### LIST OF TASKS
A) In the mail merge thread, how many records does the Access table used for the current project contain?
B) Pick up the mail merge thread after its final sentence and keep writing in the same voice.

Word "not responding" during merges

D

Debbie

I have encountered this problem before but it seems to be
getting worse. When I run mail merges my CPU usage goes
up to 100% and stays there. If I just leave it alone it
will often clear itself up and complete the merge. Has
anyone else had this problem?

I'd also like to add that I use incredibly large Access
tables to merge with Word XP but I seem to remember this
happening when I was running it on 97 also. My current
project is run from VBA code and it takes an Access table
with over 90,000 records in it and saves it to seperate
word documents based on the field "agency". The table is
pre-sorted by agency and each time the merge gets to a new
agency number it saves the current document and then
converts it to pdf format before merging the next
document. Am I trying to exceed the capabilities of mail
merge here? Everything works fine when I run a test
containing a few hundred records.

Any advice would be appreciated.
Debbie
 
P

Peter Jamieson

Given the feedback we get in here, I'd say you're pushing Word+Mailmerge
quite hard, but if it's managing to complete a 90,000 record merge you're
doing pretty well :) (How long does it actually take to do the lot?)

Trouble is that each test to try to discover the source of a performance
problem is likely to be a lengthy process.

I would try to proceed on two main fronts, given that a 300-record merge is
fast which suggests that there is nothing about the Word document itself
that is causing a slowdown. I'd:
a. check that there's nothing in my code that is inherently going to go
slower as the job proceeds. For example, if your algorithm processes record
1, then has to re-read record 1 before getting and processing record 2,
you'll almost certainnly see a slowdown that won't be apparent with only 300
records. That's quite a common type of problem, and it may not be obvious
from your code that that is what is happening - it could have something to
do with the way any underlying objects process the data.

### SUPPLIED RECORDS
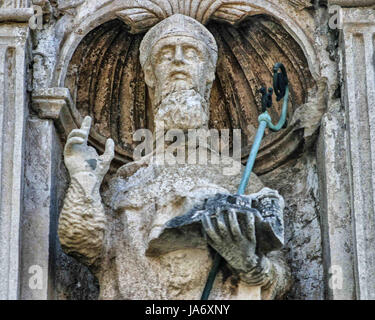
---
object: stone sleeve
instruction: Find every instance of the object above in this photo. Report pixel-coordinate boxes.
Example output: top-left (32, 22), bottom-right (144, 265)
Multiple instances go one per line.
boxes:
top-left (239, 252), bottom-right (291, 300)
top-left (261, 251), bottom-right (292, 300)
top-left (58, 178), bottom-right (106, 270)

### EXPECTED ANSWERS
A) Over 90,000 records.

B)
b. check that you are not hitting a memory "wall" (either physical or
virtual memory) at a certain point. e.g. everything might go really quickly
for n000 records then suddenly slow down. In this case that might be caused
by a memory leak or perhaps because more and more source data is being
buffered. If it's a memory leak, you might or might not benefit from closing
Word every so many records, re-opening and continuing where you left off. It
might be possible to detect such a problem by redusing the amount of
available RAM/virtual memory (here I'd consider physically removing it, but
filling RAM with other stuff might be another possible approach)
 
D

Debbie

Hello again Peter,

This is the same Debbie that you helped with a huge
directory merge back in the spring. I just wanted to let
you know that we decided to run it straight on one of our
servers. I don't know that it's actually sped up the
actual merge that much but it has kept it from "hanging".
The CPU usage still hits at 100% but it doesn't stay there
the way it was doing on my desktop. I think I did manage
to speed it up a bit by going into the Adobe PDF
conversion settings within word and deselecting everything
that had a check mark next to it.

I haven't seen anything that restricts the number of
records in a table that can be merged with a word
document. The way I see it is if I can have a 2 gig table
then I should be able to merge it as long as I make sure
that I have enough space to store the results. I'm still
not sure how long it will take to do the complete merge.
This process will only run once a year so time isn't
really an issue for us.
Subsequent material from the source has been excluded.